= Job =
Rewrite the rows below from their start through the line containing "x=142, y=230", inclusive, putting "striped badlands" in place of "layered badlands" and keeping everything else unchanged. Leave the pictures out of your answer.

(Object point labels)
>>>>

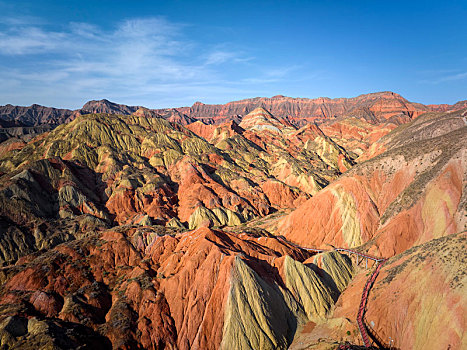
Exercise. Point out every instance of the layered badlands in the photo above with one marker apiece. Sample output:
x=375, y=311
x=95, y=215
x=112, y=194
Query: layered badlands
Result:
x=142, y=230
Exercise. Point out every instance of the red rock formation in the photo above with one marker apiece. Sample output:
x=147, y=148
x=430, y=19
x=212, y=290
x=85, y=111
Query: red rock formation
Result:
x=405, y=196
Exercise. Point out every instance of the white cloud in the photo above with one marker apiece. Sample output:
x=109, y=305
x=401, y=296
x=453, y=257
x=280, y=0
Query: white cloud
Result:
x=140, y=61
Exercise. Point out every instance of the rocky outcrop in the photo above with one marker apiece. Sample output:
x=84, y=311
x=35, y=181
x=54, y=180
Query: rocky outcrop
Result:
x=410, y=194
x=149, y=287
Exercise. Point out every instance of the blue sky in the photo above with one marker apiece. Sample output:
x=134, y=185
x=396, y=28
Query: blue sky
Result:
x=172, y=53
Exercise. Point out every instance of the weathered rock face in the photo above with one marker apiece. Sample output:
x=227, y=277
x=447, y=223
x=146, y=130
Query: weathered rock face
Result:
x=69, y=280
x=417, y=302
x=375, y=108
x=34, y=115
x=148, y=288
x=412, y=193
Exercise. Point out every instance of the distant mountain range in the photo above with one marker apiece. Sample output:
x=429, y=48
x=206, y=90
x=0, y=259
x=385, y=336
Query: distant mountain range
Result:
x=374, y=108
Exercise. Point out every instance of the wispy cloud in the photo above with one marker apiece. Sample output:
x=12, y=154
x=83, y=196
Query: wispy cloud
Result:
x=146, y=61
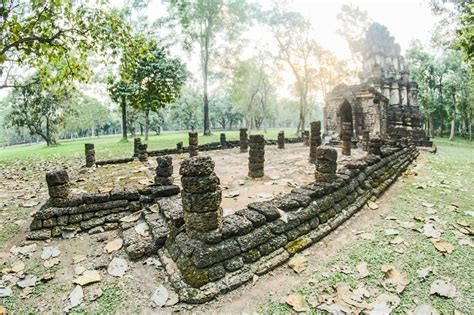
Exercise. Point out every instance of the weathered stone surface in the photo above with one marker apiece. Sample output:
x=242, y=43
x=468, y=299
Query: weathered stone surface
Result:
x=206, y=255
x=268, y=209
x=273, y=244
x=251, y=255
x=203, y=221
x=254, y=238
x=204, y=202
x=200, y=184
x=55, y=178
x=255, y=217
x=235, y=225
x=233, y=263
x=197, y=166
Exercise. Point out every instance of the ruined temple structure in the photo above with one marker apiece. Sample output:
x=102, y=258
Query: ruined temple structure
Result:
x=386, y=100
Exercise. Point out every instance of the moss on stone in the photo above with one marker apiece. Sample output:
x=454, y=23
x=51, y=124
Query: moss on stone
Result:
x=192, y=275
x=251, y=255
x=298, y=245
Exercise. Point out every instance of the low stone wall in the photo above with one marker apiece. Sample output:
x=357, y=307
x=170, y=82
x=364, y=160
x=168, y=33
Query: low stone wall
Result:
x=257, y=239
x=216, y=146
x=86, y=211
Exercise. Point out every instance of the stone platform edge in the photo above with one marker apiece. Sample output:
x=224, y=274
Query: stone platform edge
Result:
x=200, y=271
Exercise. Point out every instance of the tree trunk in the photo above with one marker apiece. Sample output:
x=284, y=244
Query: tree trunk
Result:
x=147, y=123
x=124, y=118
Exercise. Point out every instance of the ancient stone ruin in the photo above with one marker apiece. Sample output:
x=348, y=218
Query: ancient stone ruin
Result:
x=206, y=253
x=386, y=101
x=256, y=156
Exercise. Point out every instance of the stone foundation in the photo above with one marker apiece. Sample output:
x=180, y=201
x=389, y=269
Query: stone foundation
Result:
x=315, y=140
x=244, y=140
x=281, y=140
x=193, y=144
x=90, y=154
x=259, y=238
x=256, y=156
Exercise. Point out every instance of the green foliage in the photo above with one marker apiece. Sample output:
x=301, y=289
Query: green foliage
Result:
x=158, y=79
x=38, y=34
x=38, y=107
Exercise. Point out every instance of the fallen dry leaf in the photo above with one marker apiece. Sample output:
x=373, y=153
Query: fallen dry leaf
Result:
x=443, y=288
x=298, y=302
x=18, y=266
x=362, y=270
x=298, y=263
x=51, y=262
x=442, y=246
x=395, y=278
x=430, y=231
x=132, y=217
x=88, y=277
x=397, y=240
x=372, y=205
x=113, y=246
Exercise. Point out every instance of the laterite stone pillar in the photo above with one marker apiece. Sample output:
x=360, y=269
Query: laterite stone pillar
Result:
x=164, y=171
x=315, y=140
x=306, y=138
x=326, y=164
x=58, y=184
x=256, y=156
x=281, y=140
x=90, y=154
x=136, y=144
x=193, y=144
x=223, y=141
x=201, y=196
x=374, y=146
x=244, y=140
x=365, y=140
x=346, y=136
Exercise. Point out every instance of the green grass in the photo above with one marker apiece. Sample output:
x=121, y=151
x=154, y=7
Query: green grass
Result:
x=112, y=146
x=448, y=178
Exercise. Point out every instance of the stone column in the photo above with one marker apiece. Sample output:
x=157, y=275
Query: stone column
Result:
x=374, y=146
x=142, y=152
x=90, y=154
x=244, y=140
x=193, y=144
x=136, y=144
x=306, y=138
x=223, y=141
x=58, y=184
x=281, y=140
x=315, y=140
x=346, y=136
x=164, y=171
x=326, y=164
x=201, y=196
x=365, y=140
x=179, y=147
x=256, y=156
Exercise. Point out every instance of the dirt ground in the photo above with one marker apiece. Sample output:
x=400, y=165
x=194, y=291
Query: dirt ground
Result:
x=23, y=190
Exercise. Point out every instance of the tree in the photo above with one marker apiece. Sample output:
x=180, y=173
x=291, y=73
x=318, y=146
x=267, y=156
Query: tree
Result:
x=354, y=24
x=223, y=112
x=187, y=111
x=298, y=50
x=202, y=22
x=37, y=107
x=252, y=92
x=36, y=34
x=158, y=79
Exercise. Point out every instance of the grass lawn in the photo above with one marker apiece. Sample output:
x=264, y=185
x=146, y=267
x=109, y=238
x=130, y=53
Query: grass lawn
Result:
x=442, y=194
x=112, y=147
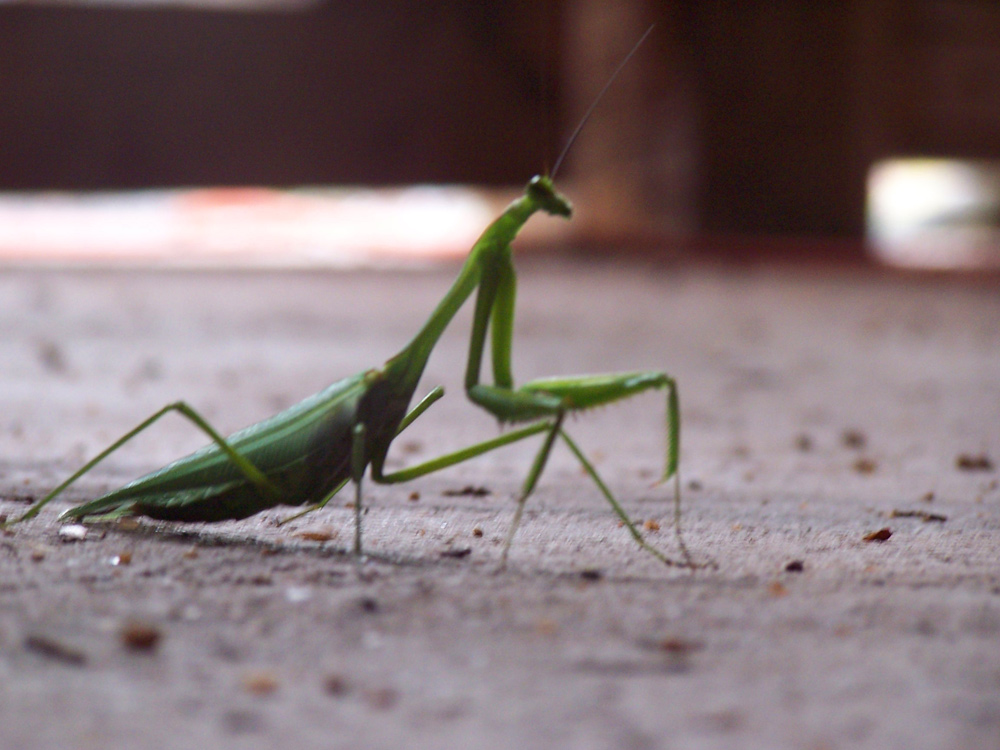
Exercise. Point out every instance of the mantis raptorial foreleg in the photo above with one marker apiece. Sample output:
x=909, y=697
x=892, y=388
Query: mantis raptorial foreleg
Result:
x=304, y=455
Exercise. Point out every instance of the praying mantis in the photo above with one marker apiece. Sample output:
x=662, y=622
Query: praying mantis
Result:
x=305, y=455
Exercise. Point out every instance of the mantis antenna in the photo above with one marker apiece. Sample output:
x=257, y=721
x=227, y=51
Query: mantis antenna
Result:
x=597, y=100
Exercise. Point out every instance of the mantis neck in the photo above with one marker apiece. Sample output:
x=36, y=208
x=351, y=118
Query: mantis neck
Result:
x=492, y=245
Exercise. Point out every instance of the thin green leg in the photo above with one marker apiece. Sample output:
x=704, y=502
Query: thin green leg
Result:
x=529, y=484
x=620, y=511
x=357, y=474
x=251, y=472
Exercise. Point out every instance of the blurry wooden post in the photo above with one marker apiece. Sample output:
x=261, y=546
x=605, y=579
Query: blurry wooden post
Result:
x=632, y=172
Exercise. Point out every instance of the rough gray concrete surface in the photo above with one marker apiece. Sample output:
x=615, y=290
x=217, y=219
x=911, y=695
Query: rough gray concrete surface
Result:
x=819, y=406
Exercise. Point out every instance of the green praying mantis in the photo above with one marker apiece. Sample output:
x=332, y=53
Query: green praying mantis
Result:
x=305, y=455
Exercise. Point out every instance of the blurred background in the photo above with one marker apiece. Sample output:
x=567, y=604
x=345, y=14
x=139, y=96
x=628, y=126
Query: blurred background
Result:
x=737, y=125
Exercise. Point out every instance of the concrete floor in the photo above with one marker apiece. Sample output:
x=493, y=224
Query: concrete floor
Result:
x=820, y=405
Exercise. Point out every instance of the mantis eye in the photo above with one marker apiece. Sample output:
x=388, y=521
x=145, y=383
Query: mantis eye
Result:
x=547, y=198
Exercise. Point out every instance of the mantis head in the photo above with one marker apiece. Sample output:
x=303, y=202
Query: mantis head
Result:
x=546, y=198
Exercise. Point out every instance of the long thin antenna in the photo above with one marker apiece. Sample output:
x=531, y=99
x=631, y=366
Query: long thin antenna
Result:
x=597, y=100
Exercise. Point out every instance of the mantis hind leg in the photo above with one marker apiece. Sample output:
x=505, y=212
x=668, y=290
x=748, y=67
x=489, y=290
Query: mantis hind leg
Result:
x=252, y=473
x=557, y=396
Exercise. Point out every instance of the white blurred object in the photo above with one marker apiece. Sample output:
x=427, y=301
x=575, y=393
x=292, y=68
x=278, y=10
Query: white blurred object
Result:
x=935, y=213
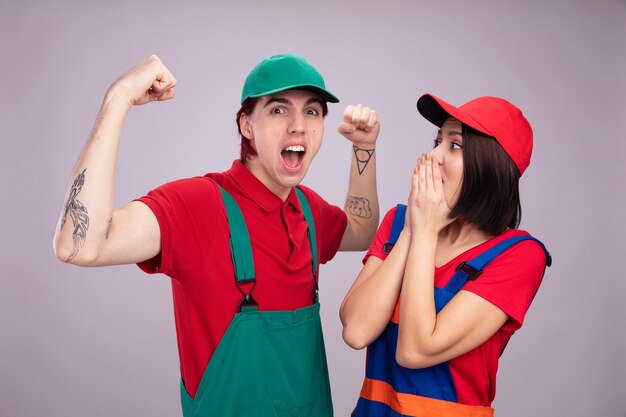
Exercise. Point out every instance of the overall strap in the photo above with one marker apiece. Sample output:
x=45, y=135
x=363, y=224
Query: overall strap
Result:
x=396, y=228
x=308, y=216
x=472, y=269
x=240, y=250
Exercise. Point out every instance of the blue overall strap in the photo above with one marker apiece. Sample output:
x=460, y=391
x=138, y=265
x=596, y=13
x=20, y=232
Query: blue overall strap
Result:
x=240, y=249
x=308, y=216
x=396, y=228
x=472, y=269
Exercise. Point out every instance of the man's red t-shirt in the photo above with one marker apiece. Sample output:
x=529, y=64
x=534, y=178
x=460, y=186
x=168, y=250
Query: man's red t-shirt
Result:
x=195, y=253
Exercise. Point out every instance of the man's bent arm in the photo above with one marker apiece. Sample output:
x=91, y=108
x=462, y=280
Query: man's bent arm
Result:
x=361, y=126
x=90, y=232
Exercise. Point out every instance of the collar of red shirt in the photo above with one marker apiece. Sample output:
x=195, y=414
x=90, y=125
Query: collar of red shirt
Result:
x=256, y=190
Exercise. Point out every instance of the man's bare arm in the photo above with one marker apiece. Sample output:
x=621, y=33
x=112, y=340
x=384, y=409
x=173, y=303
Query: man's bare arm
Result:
x=361, y=126
x=90, y=232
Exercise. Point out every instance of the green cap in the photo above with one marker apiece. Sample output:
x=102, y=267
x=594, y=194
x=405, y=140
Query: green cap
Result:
x=284, y=72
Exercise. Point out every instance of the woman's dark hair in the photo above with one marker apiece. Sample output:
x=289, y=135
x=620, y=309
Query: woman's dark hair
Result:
x=246, y=149
x=489, y=196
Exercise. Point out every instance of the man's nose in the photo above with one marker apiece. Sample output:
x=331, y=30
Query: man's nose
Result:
x=297, y=124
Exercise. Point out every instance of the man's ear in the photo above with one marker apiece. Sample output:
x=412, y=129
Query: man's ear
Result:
x=244, y=125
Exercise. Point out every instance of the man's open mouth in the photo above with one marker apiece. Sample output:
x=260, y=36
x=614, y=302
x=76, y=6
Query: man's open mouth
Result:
x=292, y=155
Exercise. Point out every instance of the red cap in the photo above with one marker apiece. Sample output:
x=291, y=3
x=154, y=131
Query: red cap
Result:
x=492, y=116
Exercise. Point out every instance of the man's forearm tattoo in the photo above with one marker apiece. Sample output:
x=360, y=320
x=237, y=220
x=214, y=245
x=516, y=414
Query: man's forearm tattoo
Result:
x=78, y=213
x=359, y=206
x=106, y=234
x=363, y=157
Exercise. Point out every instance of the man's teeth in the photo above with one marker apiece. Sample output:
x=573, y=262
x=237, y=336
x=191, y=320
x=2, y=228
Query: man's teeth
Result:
x=295, y=148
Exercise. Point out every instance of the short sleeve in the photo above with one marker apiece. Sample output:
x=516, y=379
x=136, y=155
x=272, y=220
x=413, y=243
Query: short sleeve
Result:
x=511, y=281
x=330, y=224
x=182, y=208
x=382, y=236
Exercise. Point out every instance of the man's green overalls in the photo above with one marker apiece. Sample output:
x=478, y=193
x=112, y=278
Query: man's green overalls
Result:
x=268, y=363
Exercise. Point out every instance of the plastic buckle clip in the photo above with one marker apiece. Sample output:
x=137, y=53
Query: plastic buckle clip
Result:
x=471, y=272
x=387, y=248
x=247, y=301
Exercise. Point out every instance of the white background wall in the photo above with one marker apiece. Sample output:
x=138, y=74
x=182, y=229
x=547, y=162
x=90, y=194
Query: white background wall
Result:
x=101, y=342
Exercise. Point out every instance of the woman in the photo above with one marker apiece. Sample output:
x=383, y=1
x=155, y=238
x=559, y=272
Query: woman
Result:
x=437, y=310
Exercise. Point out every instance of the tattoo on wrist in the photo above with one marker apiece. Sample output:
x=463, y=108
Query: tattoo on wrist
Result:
x=363, y=157
x=79, y=215
x=359, y=207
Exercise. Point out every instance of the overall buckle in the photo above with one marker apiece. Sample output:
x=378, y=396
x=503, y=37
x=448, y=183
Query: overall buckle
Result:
x=471, y=272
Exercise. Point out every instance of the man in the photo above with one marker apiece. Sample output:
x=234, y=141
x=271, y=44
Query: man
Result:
x=242, y=247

<<<<

= Response to the task =
Exercise. Point out every instance of the striped badlands in the photo above with one marker apiece. Sample output:
x=375, y=311
x=95, y=215
x=112, y=194
Query: striped badlands
Result:
x=142, y=230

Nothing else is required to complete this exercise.